Records excerpted from a collection:
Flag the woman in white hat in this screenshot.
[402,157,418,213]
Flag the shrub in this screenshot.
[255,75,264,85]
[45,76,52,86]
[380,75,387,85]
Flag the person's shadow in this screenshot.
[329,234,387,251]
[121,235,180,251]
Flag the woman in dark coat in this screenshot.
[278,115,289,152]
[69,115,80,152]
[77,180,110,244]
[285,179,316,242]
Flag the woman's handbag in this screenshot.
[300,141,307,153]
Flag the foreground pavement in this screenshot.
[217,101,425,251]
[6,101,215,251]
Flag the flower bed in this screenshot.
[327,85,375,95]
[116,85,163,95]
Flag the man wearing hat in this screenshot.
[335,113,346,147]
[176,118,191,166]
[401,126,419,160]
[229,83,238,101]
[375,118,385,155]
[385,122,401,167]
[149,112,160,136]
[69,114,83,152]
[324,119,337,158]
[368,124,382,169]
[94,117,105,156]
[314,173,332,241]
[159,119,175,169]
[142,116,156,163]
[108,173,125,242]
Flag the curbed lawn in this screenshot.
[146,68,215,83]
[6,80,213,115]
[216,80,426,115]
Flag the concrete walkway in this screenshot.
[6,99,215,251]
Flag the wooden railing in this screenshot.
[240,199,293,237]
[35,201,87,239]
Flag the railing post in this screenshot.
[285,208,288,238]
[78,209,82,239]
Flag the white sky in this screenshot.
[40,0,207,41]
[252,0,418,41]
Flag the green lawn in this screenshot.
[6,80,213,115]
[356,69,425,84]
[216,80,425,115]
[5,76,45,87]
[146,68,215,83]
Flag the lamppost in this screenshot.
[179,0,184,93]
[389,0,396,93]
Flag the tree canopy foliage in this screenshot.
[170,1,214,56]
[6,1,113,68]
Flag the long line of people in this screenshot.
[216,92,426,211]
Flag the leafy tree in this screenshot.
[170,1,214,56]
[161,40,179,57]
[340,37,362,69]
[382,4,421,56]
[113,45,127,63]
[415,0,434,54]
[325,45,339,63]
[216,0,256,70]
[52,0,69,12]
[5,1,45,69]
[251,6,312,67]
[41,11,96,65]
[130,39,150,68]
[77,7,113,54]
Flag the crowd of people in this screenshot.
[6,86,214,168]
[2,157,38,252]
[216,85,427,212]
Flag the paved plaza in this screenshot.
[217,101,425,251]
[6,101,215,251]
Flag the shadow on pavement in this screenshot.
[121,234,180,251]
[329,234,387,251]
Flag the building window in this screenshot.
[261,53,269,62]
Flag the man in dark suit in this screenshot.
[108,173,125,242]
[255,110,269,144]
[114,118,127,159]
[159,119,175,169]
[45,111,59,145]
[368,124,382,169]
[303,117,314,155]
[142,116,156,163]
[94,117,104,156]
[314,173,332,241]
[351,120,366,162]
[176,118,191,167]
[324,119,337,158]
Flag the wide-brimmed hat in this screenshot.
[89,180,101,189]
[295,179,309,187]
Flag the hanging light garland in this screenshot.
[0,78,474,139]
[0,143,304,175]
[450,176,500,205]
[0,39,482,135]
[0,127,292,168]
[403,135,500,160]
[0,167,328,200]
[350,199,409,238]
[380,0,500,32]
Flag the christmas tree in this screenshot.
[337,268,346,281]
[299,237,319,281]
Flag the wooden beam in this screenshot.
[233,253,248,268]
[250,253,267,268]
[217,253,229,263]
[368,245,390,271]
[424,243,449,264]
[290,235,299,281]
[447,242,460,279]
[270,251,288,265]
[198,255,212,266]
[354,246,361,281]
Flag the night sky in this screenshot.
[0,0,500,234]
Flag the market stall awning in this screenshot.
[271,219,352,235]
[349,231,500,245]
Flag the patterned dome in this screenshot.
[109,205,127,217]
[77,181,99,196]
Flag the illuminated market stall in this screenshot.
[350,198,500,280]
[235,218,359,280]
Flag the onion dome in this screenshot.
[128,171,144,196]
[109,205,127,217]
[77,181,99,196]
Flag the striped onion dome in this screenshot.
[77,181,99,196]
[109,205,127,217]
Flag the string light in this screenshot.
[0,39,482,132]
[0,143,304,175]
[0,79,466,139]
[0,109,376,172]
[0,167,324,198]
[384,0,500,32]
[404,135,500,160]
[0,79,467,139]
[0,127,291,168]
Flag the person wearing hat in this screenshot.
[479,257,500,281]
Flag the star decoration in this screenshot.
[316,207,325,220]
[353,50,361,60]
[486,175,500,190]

** Work instructions **
Reproduce the material from its beginning through the line containing "[216,80,426,115]", with "bush" substituted for "shrub" and everything else left unchanged.

** Complete output **
Flag the woman in white hat in this screenshot.
[402,157,418,213]
Flag the bush in this screenshot.
[255,75,264,85]
[45,76,52,86]
[380,75,387,85]
Flag the person's shadow in this screenshot.
[329,234,387,251]
[121,235,180,251]
Flag the woman in dark coat in this screenshot.
[278,115,289,152]
[69,115,80,152]
[77,180,110,244]
[285,179,316,242]
Flag the woman's handbag in this screenshot.
[300,141,307,153]
Flag the foreground pavement in this screenshot.
[217,101,425,251]
[6,101,215,251]
Flag the flower bed in this screenshot.
[327,85,375,95]
[116,85,163,95]
Flag the man wearing hat in this screenshot.
[335,113,346,147]
[176,118,191,166]
[401,126,419,160]
[229,83,238,101]
[375,118,385,155]
[385,122,401,167]
[149,112,160,136]
[69,114,83,152]
[324,119,337,158]
[368,124,382,169]
[94,117,105,156]
[314,173,332,241]
[159,119,175,169]
[142,116,156,163]
[108,173,125,242]
Flag the curbed lawn in this screenshot.
[146,68,215,83]
[6,80,213,115]
[216,80,426,115]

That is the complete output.